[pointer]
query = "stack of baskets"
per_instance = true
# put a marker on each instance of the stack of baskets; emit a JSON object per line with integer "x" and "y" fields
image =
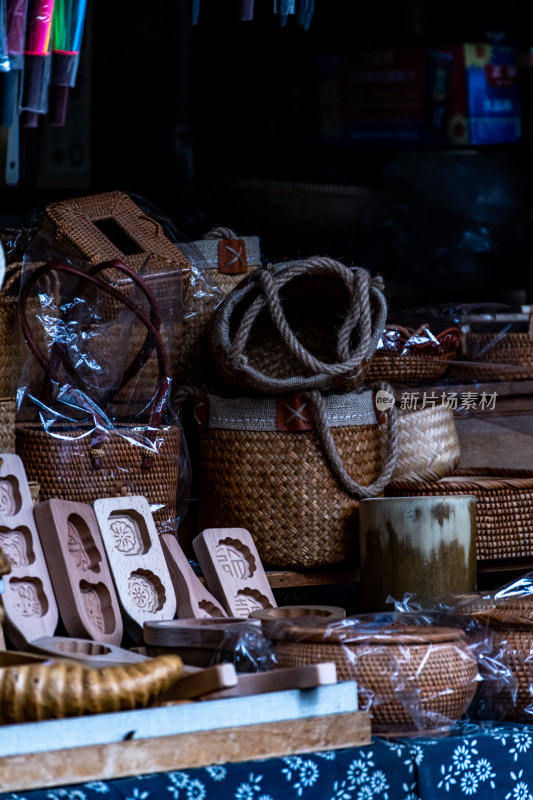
{"x": 408, "y": 355}
{"x": 295, "y": 435}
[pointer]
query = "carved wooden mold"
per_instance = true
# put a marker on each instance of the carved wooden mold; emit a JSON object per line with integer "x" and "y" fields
{"x": 29, "y": 602}
{"x": 194, "y": 601}
{"x": 79, "y": 570}
{"x": 137, "y": 562}
{"x": 233, "y": 570}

• _Exercise_: Copy the records above verbatim, omitting the pictures.

• _Response below_:
[pointer]
query = "stack of baskets"
per_instance = true
# put a marker on each instance of the stack of baskets; emit a JSON object per line with integer "x" and "y" fields
image =
{"x": 408, "y": 355}
{"x": 295, "y": 435}
[pointer]
query = "carved wooden mold"
per_instance = true
# put a marker on each instance of the carved wooden mold; emit a JSON object per line with integer "x" and "y" fields
{"x": 29, "y": 602}
{"x": 194, "y": 601}
{"x": 79, "y": 570}
{"x": 137, "y": 562}
{"x": 233, "y": 570}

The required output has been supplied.